What is needed ▸ Using the records below, report how many lines hold "target", with no extra text.

Information provided ▸
- - - - -

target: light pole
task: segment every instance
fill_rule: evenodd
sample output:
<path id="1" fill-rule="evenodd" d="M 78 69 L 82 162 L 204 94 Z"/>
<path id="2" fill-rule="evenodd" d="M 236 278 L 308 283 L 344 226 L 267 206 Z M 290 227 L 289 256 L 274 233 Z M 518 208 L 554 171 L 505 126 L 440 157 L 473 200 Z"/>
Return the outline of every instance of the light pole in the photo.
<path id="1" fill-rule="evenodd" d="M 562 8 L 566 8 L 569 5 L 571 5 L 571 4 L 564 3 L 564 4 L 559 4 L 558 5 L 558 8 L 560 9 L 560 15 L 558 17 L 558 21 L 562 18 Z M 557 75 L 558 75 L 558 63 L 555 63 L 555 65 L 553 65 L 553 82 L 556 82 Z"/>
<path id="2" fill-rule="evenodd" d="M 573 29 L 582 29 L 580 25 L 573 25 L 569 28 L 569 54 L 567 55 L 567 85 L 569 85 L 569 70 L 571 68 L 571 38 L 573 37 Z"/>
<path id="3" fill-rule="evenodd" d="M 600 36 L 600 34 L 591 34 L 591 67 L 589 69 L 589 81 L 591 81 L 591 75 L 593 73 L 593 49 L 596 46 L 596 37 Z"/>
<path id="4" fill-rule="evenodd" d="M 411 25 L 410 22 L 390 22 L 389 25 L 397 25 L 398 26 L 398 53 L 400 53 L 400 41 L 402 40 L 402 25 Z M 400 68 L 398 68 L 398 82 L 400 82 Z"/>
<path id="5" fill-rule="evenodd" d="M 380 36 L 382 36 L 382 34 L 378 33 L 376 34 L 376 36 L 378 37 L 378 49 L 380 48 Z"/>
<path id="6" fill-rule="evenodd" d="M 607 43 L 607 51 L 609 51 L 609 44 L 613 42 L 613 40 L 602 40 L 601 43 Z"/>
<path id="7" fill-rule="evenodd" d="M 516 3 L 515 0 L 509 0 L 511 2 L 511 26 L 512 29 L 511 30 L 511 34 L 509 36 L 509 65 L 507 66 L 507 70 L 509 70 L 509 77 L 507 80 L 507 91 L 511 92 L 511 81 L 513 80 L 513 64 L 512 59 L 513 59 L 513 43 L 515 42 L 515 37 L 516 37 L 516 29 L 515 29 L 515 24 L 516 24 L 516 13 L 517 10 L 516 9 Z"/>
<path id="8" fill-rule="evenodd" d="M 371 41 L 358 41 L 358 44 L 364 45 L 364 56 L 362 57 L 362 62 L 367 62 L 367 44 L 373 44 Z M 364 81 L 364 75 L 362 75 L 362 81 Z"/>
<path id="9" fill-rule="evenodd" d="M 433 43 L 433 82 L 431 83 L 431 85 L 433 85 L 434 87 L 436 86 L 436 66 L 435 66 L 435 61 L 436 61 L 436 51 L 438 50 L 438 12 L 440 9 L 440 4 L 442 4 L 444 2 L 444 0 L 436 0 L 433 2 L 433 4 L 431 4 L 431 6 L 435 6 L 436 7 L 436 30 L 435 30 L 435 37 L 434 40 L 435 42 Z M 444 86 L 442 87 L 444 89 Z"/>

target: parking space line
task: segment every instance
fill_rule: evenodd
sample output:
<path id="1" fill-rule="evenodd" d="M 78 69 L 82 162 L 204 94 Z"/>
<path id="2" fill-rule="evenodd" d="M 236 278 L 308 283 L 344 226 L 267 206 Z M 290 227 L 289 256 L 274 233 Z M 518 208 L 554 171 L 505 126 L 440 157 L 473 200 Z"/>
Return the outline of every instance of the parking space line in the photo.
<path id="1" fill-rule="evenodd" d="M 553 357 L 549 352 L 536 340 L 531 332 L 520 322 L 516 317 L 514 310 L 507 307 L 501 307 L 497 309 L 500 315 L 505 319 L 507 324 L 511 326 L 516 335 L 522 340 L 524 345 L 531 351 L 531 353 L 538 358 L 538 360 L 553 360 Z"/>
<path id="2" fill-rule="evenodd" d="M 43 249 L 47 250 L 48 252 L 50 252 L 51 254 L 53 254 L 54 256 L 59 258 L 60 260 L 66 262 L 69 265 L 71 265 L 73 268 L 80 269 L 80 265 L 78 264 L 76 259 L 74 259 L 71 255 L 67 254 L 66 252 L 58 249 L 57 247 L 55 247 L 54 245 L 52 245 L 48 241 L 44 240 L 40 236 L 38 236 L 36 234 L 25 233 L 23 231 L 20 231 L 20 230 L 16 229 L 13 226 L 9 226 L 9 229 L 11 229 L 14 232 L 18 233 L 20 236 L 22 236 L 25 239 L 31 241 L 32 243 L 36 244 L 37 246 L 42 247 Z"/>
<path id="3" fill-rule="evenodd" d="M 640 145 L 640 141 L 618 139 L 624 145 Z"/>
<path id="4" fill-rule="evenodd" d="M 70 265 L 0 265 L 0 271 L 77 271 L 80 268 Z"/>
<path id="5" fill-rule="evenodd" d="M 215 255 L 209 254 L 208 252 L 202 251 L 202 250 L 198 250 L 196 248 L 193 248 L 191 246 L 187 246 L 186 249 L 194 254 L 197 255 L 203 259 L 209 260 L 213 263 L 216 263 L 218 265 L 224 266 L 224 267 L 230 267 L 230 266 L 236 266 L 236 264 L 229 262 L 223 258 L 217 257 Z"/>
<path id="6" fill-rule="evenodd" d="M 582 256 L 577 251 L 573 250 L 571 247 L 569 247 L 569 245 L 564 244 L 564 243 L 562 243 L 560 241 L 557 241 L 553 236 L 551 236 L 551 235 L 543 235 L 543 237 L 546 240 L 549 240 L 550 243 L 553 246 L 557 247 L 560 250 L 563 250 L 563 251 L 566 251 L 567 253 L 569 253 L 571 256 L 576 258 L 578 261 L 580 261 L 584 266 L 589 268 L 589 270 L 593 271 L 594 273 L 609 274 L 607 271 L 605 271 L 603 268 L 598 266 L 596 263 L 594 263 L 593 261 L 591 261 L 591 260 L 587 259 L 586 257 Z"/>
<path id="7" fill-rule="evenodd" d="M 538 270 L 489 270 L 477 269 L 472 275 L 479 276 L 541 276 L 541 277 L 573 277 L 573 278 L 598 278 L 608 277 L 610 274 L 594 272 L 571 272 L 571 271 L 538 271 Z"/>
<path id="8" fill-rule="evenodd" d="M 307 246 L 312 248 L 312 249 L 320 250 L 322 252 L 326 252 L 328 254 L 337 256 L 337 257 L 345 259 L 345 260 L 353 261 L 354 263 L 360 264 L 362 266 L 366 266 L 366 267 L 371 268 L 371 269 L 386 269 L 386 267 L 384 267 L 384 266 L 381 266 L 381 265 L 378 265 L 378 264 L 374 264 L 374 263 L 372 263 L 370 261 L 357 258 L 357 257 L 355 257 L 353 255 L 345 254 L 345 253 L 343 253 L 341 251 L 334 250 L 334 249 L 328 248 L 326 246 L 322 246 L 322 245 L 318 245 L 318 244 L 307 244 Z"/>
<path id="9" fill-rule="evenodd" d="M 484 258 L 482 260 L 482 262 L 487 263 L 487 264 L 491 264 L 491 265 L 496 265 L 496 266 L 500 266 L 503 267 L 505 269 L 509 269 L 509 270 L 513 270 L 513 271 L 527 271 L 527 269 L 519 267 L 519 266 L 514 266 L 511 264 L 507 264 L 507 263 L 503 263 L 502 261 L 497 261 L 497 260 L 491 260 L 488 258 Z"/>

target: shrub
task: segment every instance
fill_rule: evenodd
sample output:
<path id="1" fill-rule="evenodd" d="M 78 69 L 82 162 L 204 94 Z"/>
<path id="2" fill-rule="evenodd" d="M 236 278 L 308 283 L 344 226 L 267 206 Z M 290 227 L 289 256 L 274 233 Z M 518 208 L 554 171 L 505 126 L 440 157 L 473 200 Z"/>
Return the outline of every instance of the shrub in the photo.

- - - - -

Solution to this exercise ▸ 3